YOUR GOAL: Set down the stretch of the Hope Breakfast Bar article from "And that's not" through "of the brand.", copying it word for word.

EXCERPT:
......

Hope Breakfast Bar's owners have big plans for 2023.

Brian and Sarah Ingram are opening an Eagan location of the breakfast-centric restaurant, known for its inventive pancake and French toast creations, by spring of next year.

And that's not all. Brian Ingram says he's looking at locations in downtown Minneapolis, Edina and other suburban areas for additional expansions of the brand.

The Eagan location will be the fourth outpost for the brand since the first opened in a historic firehouse in St. Paul in 2019. There's also a Hope in St. Louis Park's West End, and an Express version at Gillette Children's Hospital.

"We've had tremendous success with it," Ingram said. "And I think it all goes back to being involved with the community and that give-back piece of what we do with Hope."

While the Ingrams' Purpose Restaurants group donates 3% of sales to charity, the Hope brand in particular is a conduit to direct help.

"We always wanted Hope to be community-driven," Ingram said. During the pandemic, it supplied food to those in need. The restaurant has been feeding Ukrainian refugees and hospitalized soldiers, he said. Revenue has gone to pay for seven funerals for people lost to gun violence. And the restaurants have offered food to homeless shelters in the communities where they are based.

The plan is to continue the specific, direct community-based outreach in the areas surrounding the new locations. Ingram selected the new Eagan site, in a former judo studio on Diffley Road, because it is adjacent to two schools and a recreational area. He's also about to launch a franchise opportunity, so Hope Breakfast Bar — and its mission — can become family-owned businesses throughout the country.

......

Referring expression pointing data
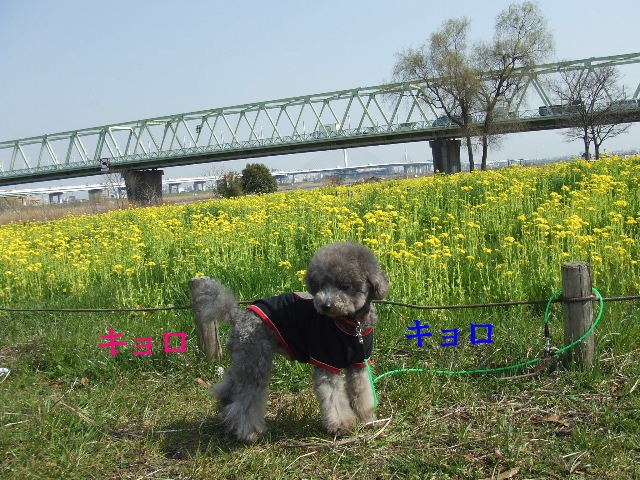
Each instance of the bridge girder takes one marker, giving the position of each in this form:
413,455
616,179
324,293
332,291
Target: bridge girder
390,113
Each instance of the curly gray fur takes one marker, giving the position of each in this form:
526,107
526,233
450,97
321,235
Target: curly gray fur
343,278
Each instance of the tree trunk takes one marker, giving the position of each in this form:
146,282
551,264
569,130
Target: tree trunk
485,152
587,154
470,153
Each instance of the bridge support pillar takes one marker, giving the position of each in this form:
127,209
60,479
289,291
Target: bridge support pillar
446,155
144,187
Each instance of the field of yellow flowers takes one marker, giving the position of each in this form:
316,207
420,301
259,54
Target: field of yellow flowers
475,237
72,410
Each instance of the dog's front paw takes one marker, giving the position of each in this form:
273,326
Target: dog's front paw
341,426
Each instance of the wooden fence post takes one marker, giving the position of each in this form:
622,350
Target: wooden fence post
202,302
578,316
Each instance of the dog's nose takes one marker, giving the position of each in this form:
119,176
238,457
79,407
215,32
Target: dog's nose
326,306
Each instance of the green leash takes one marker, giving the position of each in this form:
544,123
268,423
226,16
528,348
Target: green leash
499,369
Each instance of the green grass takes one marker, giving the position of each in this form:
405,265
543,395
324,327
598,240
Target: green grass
70,410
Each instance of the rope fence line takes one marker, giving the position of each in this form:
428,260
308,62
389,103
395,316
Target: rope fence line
382,302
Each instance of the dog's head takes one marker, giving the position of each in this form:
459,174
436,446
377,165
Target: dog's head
343,277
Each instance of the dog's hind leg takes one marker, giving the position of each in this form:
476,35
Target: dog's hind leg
361,393
243,392
337,414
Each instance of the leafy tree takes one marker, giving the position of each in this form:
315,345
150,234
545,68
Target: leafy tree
594,102
520,40
229,185
451,81
256,178
466,81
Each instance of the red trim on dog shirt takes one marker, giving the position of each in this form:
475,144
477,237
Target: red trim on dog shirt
363,364
265,318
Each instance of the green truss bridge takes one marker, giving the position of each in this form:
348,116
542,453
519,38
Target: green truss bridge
384,114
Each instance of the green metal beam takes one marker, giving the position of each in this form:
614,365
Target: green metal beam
389,113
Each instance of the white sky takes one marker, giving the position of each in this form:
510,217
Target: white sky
70,64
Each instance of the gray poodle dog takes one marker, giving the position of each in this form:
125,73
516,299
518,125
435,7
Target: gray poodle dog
332,328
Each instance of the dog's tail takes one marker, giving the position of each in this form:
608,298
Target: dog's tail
214,299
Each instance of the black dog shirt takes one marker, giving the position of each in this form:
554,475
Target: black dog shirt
309,336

......

EXPECTED OUTPUT:
And that's not all. Brian Ingram says he's looking at locations in downtown Minneapolis, Edina and other suburban areas for additional expansions of the brand.